*What to produce*
Among the lines of the material, copy those that hold the string "flower".
- - - - -
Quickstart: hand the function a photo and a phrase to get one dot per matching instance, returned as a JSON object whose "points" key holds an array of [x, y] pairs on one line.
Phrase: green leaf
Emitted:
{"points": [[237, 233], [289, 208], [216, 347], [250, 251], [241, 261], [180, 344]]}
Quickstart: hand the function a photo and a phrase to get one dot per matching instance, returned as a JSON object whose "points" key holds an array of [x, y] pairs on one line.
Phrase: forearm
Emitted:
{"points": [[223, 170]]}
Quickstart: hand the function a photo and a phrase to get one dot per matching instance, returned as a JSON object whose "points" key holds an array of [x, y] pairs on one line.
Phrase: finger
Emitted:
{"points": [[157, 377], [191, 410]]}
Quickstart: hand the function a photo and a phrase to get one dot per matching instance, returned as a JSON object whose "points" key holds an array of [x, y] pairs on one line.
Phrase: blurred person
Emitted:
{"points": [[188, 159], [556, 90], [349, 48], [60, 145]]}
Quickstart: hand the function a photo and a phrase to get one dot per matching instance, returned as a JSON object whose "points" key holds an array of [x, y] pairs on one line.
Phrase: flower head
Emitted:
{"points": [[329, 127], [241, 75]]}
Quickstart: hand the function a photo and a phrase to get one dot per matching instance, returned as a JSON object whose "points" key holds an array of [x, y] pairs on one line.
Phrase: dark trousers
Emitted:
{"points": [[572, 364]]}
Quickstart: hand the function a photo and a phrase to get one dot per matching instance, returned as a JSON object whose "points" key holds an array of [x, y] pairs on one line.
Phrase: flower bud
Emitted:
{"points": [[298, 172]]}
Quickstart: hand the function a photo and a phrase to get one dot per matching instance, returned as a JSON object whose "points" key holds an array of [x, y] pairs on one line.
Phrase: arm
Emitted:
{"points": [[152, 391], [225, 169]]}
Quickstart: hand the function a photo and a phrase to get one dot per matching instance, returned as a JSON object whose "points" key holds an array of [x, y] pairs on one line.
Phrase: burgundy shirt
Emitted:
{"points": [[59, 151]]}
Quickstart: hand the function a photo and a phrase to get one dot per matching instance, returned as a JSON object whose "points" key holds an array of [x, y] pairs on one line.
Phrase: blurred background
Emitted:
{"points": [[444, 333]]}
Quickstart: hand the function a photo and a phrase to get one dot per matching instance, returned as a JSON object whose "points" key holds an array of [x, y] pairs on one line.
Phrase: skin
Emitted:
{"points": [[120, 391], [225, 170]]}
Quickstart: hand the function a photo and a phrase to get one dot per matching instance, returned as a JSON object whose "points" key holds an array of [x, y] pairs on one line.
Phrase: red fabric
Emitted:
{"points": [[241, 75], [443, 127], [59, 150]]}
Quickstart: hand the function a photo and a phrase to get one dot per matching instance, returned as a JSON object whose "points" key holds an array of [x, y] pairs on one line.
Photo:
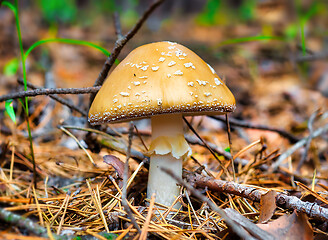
- - - - -
*Answer area*
Phrase: flower head
Phrase: flower bud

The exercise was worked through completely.